Extracted entries >>

** START **

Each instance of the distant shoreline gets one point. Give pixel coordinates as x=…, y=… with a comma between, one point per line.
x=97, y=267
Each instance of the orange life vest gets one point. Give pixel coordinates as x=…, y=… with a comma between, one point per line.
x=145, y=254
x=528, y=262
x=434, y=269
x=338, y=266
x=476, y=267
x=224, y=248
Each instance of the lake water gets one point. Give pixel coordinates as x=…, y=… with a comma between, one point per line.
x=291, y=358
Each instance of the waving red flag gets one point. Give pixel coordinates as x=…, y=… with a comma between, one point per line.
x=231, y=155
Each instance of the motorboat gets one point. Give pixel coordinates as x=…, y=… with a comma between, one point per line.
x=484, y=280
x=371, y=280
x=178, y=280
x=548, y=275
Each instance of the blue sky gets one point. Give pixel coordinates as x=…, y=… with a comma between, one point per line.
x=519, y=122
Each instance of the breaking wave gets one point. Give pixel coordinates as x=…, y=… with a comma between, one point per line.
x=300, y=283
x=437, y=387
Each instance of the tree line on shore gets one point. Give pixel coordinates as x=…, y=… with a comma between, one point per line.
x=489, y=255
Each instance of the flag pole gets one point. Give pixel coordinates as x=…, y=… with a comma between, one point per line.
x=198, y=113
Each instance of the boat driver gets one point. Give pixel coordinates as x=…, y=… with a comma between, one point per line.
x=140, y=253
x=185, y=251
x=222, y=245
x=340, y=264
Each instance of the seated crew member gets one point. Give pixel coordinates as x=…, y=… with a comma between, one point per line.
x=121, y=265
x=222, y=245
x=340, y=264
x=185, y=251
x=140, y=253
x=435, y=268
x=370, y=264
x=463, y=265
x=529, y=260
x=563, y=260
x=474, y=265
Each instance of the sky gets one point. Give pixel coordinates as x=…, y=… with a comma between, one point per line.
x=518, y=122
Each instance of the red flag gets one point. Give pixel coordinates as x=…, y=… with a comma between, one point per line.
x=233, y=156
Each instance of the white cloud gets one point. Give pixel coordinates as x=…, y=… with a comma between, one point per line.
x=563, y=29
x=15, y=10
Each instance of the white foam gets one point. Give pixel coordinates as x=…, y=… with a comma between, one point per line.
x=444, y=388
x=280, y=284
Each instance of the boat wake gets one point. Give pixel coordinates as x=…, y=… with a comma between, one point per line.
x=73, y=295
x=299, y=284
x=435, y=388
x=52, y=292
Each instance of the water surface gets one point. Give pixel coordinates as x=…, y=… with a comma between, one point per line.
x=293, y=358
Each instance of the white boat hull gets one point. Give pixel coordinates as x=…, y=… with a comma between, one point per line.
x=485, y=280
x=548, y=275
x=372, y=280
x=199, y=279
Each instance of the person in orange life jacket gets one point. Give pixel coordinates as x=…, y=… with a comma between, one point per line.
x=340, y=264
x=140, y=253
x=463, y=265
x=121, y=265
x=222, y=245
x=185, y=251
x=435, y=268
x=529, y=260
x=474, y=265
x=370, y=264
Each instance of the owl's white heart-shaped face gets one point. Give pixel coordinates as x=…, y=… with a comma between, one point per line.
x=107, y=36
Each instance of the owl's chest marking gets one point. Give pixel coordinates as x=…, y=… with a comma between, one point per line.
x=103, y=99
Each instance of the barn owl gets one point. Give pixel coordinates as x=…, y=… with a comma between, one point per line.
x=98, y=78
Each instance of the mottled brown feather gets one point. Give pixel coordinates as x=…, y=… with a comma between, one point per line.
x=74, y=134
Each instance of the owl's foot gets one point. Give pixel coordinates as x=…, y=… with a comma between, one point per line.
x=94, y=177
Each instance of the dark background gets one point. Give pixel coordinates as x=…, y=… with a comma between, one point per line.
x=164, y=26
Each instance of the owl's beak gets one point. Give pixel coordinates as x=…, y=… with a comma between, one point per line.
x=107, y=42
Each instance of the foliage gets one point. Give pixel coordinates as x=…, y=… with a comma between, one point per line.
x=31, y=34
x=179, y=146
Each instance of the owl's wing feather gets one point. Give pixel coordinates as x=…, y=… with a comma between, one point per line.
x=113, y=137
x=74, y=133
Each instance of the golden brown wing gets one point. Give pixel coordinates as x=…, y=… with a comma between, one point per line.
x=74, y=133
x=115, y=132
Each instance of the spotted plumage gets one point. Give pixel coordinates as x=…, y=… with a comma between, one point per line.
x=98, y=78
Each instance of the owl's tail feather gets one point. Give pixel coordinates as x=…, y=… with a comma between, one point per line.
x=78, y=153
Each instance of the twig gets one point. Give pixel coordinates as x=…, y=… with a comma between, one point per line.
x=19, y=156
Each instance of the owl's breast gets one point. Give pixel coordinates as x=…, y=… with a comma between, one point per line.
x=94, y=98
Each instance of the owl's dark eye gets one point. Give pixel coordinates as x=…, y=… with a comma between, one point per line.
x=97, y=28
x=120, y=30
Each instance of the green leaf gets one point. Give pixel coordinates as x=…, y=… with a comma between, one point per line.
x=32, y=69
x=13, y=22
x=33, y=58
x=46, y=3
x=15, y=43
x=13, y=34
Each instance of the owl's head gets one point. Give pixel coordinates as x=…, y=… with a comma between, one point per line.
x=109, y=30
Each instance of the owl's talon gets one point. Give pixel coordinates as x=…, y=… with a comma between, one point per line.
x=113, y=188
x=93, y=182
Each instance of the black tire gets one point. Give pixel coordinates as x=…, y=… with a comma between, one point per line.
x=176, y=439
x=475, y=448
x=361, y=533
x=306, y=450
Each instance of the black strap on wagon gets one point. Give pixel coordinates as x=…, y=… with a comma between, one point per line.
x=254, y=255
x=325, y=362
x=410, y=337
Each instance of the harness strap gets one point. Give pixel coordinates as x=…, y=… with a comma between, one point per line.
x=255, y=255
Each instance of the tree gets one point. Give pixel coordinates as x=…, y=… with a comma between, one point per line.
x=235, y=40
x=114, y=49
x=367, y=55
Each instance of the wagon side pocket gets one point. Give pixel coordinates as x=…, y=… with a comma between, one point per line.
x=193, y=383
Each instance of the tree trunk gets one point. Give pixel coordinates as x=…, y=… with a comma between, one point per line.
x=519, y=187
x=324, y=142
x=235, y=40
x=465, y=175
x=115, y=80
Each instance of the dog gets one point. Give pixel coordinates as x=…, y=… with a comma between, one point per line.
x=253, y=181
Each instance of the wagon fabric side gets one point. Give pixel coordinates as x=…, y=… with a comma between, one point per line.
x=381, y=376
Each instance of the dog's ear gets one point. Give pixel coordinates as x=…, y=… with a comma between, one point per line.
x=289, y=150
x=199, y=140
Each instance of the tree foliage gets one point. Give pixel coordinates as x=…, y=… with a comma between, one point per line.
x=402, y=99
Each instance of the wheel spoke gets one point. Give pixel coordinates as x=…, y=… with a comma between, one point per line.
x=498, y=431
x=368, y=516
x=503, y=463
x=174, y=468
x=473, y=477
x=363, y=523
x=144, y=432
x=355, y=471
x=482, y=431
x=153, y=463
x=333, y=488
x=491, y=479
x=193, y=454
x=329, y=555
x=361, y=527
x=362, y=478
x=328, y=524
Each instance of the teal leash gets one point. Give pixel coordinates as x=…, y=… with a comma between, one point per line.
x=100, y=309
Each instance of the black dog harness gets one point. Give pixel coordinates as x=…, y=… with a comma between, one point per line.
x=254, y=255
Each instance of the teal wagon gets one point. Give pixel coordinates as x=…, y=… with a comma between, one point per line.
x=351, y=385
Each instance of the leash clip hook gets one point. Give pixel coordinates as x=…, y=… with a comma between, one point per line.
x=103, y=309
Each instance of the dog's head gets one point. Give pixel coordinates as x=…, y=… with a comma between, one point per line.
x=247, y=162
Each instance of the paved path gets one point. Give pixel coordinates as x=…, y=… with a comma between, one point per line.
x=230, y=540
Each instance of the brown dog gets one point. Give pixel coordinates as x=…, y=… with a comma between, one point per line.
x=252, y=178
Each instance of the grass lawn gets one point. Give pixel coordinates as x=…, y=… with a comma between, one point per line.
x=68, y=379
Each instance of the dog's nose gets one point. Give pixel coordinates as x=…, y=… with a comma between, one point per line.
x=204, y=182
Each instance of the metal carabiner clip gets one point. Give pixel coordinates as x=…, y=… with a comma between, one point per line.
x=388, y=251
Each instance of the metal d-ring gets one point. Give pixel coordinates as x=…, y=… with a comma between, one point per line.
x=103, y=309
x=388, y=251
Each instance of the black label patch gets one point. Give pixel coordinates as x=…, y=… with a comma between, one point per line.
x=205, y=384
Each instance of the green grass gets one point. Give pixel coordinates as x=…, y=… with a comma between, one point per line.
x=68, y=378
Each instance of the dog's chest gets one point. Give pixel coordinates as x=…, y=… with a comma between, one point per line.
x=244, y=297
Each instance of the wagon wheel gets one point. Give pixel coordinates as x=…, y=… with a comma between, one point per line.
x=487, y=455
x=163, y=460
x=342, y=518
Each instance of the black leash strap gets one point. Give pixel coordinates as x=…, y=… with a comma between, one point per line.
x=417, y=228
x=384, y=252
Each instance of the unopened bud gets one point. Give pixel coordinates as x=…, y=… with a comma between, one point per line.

** END **

What is needed >>
Starting from the line with "Each instance of the black label" and ending with the final line of the data, quote every line exactly, both ends included.

Written answer >>
Each instance of the black label patch gets one point. Give pixel coordinates as x=…, y=… with a comma between, one point per line.
x=205, y=384
Each instance of the green grass gets one point. Give pixel coordinates as x=…, y=… with a comma between, one point per line.
x=68, y=378
Each instance of the dog's chest gets one point. Give pixel coordinates as x=…, y=… with a comma between, one point per line.
x=244, y=297
Each instance of the wagon wheel gets one point. Give pixel coordinates as x=…, y=… with a comma between, one point per line.
x=487, y=455
x=163, y=460
x=342, y=518
Each instance of the black leash strap gets one point. Give pixel coordinates as x=…, y=… with a comma between, one point per line.
x=417, y=228
x=384, y=252
Each instance of the unopened bud gets one point. Give pixel coordinates as x=…, y=… with a comma between, one point per line.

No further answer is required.